▶ [Given information]
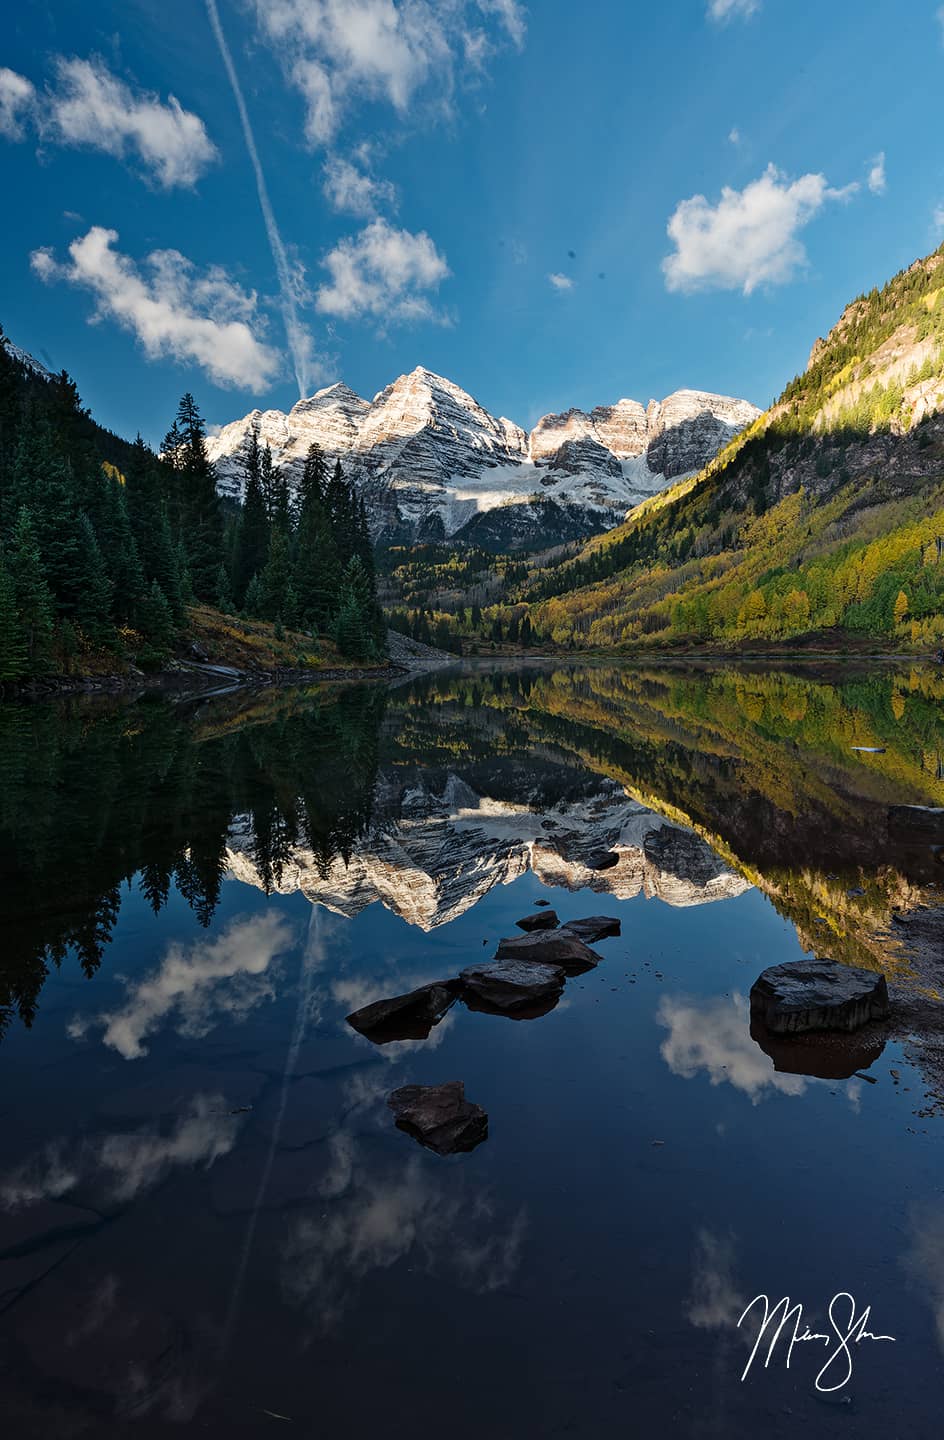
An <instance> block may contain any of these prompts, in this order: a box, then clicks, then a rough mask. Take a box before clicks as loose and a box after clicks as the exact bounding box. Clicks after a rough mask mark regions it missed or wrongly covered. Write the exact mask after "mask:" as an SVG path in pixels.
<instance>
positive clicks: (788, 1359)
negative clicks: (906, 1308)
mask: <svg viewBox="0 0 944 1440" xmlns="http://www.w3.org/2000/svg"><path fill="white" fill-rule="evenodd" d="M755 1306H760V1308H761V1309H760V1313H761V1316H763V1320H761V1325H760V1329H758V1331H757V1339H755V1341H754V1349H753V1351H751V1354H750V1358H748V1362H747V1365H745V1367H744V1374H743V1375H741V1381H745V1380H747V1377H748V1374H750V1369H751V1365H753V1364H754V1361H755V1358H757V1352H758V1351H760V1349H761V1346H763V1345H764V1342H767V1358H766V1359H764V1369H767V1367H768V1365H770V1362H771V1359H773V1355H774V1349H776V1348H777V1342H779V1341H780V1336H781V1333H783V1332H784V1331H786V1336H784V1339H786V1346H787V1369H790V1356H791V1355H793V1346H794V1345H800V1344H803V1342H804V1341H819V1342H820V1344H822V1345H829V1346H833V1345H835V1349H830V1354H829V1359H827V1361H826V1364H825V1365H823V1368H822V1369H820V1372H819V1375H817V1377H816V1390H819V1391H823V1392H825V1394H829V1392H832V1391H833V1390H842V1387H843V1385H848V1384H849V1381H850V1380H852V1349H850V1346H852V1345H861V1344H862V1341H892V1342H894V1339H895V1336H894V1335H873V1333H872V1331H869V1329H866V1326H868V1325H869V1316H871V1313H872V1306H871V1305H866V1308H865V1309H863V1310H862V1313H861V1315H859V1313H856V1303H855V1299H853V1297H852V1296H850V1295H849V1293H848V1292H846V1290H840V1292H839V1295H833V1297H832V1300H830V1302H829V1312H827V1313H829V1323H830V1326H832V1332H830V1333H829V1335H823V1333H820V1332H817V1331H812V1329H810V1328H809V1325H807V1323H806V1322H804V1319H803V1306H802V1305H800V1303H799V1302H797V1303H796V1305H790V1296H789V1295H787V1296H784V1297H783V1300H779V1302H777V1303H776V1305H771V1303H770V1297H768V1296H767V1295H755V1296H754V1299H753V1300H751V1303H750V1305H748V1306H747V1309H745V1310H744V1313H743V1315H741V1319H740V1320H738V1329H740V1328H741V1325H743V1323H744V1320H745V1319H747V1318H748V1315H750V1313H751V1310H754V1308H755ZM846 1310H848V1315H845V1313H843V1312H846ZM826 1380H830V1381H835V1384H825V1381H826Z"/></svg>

▶ [Assignment] Leave the pictures behind and repeat each entry exactly.

▶ [Exercise solution]
An <instance> block may contain any of these prompts, in this order: a box, then clicks, then a rough mask. Take a box before clicks as loose and a box after clicks as the exact bounding box. Clicks after a rough mask mark regions it missed or wrongly covered. Write the exact mask after "mask:" as an SVG path in pixels.
<instance>
positive clicks: (788, 1359)
negative clicks: (906, 1308)
mask: <svg viewBox="0 0 944 1440" xmlns="http://www.w3.org/2000/svg"><path fill="white" fill-rule="evenodd" d="M755 1306H760V1308H761V1309H760V1313H761V1316H763V1320H761V1325H760V1329H758V1331H757V1339H755V1341H754V1349H753V1351H751V1354H750V1358H748V1362H747V1365H745V1367H744V1374H743V1375H741V1381H745V1380H747V1377H748V1374H750V1369H751V1365H753V1364H754V1361H755V1358H757V1352H758V1351H760V1349H761V1346H763V1345H764V1342H767V1358H766V1359H764V1369H767V1367H768V1365H770V1362H771V1359H773V1355H774V1349H776V1348H777V1342H779V1341H780V1336H781V1333H783V1332H784V1331H786V1336H784V1339H786V1346H787V1369H790V1356H791V1355H793V1346H794V1345H800V1344H803V1342H804V1341H819V1342H820V1344H822V1345H829V1346H833V1345H835V1349H830V1354H829V1359H827V1361H826V1364H825V1365H823V1368H822V1369H820V1372H819V1375H817V1377H816V1390H819V1391H823V1392H825V1394H829V1392H832V1391H833V1390H842V1387H843V1385H848V1384H849V1381H850V1380H852V1349H850V1346H852V1345H861V1344H862V1341H892V1342H894V1339H895V1336H894V1335H873V1333H872V1331H869V1329H866V1326H868V1325H869V1316H871V1313H872V1306H871V1305H866V1308H865V1309H863V1310H862V1313H861V1315H859V1313H856V1303H855V1299H853V1297H852V1296H850V1295H849V1293H848V1292H846V1290H840V1292H839V1295H833V1297H832V1300H830V1302H829V1312H827V1313H829V1323H830V1326H832V1332H830V1333H829V1335H823V1333H820V1332H817V1331H812V1329H810V1328H809V1325H807V1323H806V1322H804V1319H803V1306H802V1305H800V1303H799V1302H797V1303H796V1305H790V1296H789V1295H787V1296H784V1297H783V1300H779V1302H777V1303H776V1305H771V1303H770V1297H768V1296H767V1295H755V1296H754V1299H753V1300H751V1303H750V1305H748V1306H747V1309H745V1310H744V1313H743V1315H741V1319H740V1320H738V1329H740V1328H741V1325H743V1323H744V1320H745V1319H747V1318H748V1315H750V1313H751V1310H754V1308H755ZM846 1310H848V1315H845V1313H843V1312H846ZM826 1380H830V1381H835V1384H825V1381H826Z"/></svg>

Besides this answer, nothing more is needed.